# The tasks:
1. In the bikini essay, what two major flaws does the writer see in bikinis?
2. Translate this sentence from the bikini essay into Spanish: "She notices her freckles and her glasses."
3. According to the bikini essay, why does the writer's daughter currently obsess over her hair and face? Answer in one to three sentences.

# Source excerpt:
======
To me, bikinis have two major flaws: they sexualize girls and they make them more self-conscious about their bodies.

Sexualization of girls

Bikinis are sexy because they show more flesh than is usually acceptable in public areas. Women wear bikinis because they want to be looked at. Perhaps they don't want to be gawked at, but they are wearing them to catch an onlooker's eye. The same goes for low-cut tops, high- cut skirts and skin-tight clothes. I am not of the mindset that these girls are "asking for it," but I do believe that there is a sense of false advertising if you want to show off your body (or your daughter's body) but still expect to be treated with modesty.

One could argue that the bikini, like the other flashy attire above, just makes a woman feel prettier, but why does it make her feel that way? Because people are looking! If buck teeth suddenly became the "in" thing, we'd all go by some plastic ones out of the coin machine and flash a smile to anyone who would notice. The idea is to be admired and found attractive.

Body self-awareness

Make no mistake about it, my daughter is a skinny girl. She could wear a bikini and no one would say she had no business being in public in it. (And if she's anything like her momma, she will develop early and fill out that top pretty quickly too.) Right now she obsesses over her hair and face because that is what others see and judge her by. She notices her freckles and her glasses. She does not look like everyone else in her class, and that sometimes bothers her.
======
# Dataset content:
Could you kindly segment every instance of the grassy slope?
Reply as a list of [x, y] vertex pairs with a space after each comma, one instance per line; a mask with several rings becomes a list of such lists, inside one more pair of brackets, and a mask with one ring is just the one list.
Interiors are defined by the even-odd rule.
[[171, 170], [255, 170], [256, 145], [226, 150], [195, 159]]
======
# Completed exercise:
1. They sexualize girls and make them more self-conscious about their bodies.

2. Se fija en sus pecas y en sus gafas.

3. She obsesses over her hair and face because those are what others see and judge her by.